That brings us to baggage claim.  As noted earlier in this blog, most of us seek to avoid  the baggage claim process if we can.  Just one less pain point in a process fraught with pain points.  You make your way to the baggage claim area.  You’d think by the time it took you to deplane and get to baggage claim, the bags would already be on the carousel.  But no.  So everyone hovers by the spot where the bags come out.  Similar to Gate Lice.  Only it’s Carousel Lice.  How many people can glom into one spot? Then when that space has reached maximum capacity, it simply expands out from that point.  Almost no one opts to stand in a spot furthest from the carousel opening. 

As you stand and wait, the thought of “I hope they didn’t lose my luggage” goes through your head.  As the bags start to spew out from the carousel opening you anxiously study each one.  You don’t want to miss yours.  Then, when you finally do see your bag, you have to think and act quick.  Do you try to break through the multitude in front of you with an “Excuse me, that’s my bag” or do you skirt around the horde, and catch it further down.  Either way, once you have successfully retrieved your bag from the carousel you feel like you climbed Mt. Everest and someone should give you a medal.

Provided data:
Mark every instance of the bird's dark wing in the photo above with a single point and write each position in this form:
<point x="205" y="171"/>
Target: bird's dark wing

Goals:
A) Answer these questions about the baggage claim blog excerpt:
(i) What term does the excerpt coin for the people who crowd the spot where bags come out?
(ii) Where does almost no one choose to stand while waiting?
(iii) Once a bag has been retrieved, what does the excerpt compare the feeling to?
B) Write the next part of the baggage claim blog excerpt, picking up right after its final sentence.

Task-by-task outputs:
A)
(i) Carousel Lice.
(ii) In a spot furthest from the carousel opening.
(iii) Climbing Mt. Everest, with the sense that someone should give you a medal.

B)
I think it’s time to do what patriots before us have done.  We must come together as one and protest.

We need to establish a Declaration of Comfort for Coach:

We hold these truths to be self-evident, that all people are created equal, that they are endowed by their Creator with certain unalienable Rights, that among these are Life, Liberty, and the Pursuit of Comfort while flying Coach. That whenever any Airline becomes destructive of these ends, it is the Right of the People to demand that they do better and to hold them accountable for their cruel and unusual punishment. We demand more leg room, wider and more comfortable seats, and the ability to recline more than a sliver. 

A girl who loves to travel and see the world can dream, can’t she? Meanwhile, knowing how razor thin airline margins are, and the cost of fuel right now, a girl’s best bet is getting some Xanax or melatonin for the next trip.

Bon voyage!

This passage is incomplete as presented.